RECORDS TO PROCESS Start Marker

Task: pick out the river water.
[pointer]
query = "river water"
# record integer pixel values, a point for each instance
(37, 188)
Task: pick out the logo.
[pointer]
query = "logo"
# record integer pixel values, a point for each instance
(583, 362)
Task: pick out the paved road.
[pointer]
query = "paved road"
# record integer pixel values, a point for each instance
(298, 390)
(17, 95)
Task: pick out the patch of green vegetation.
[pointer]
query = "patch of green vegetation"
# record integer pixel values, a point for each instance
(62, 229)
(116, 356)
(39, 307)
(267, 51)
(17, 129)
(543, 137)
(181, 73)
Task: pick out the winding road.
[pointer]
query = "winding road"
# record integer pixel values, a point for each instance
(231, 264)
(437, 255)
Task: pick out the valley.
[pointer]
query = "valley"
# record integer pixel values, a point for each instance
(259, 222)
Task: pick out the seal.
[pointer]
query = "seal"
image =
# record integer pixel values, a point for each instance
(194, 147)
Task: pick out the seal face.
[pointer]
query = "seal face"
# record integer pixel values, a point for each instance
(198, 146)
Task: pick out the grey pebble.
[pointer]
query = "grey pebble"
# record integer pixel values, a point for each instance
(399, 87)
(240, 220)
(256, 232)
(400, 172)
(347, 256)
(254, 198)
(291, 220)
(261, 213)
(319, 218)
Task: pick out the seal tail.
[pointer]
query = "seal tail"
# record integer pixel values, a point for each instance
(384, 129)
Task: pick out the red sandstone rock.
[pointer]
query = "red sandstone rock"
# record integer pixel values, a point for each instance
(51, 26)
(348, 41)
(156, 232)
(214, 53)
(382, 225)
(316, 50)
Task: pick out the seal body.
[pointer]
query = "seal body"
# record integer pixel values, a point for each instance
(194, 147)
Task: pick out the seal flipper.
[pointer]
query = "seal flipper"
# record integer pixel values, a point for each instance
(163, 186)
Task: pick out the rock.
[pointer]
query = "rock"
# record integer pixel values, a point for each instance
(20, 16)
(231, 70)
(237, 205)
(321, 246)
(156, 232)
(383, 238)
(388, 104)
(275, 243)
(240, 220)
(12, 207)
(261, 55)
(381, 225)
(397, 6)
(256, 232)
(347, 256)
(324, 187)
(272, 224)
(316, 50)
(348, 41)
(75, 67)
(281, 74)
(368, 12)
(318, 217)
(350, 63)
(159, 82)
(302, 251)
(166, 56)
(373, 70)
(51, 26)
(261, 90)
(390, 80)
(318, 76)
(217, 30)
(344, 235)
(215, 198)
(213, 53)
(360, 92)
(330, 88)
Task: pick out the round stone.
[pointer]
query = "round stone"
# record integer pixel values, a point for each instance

RECORDS TO PROCESS End Marker

PROBLEM DETAILS ▸ Search the entries for the string "pebble" and collect each line that has it.

RESULT OF THE EXERCISE ▸
Task: pick out the grey pebble.
query = "grey pebble"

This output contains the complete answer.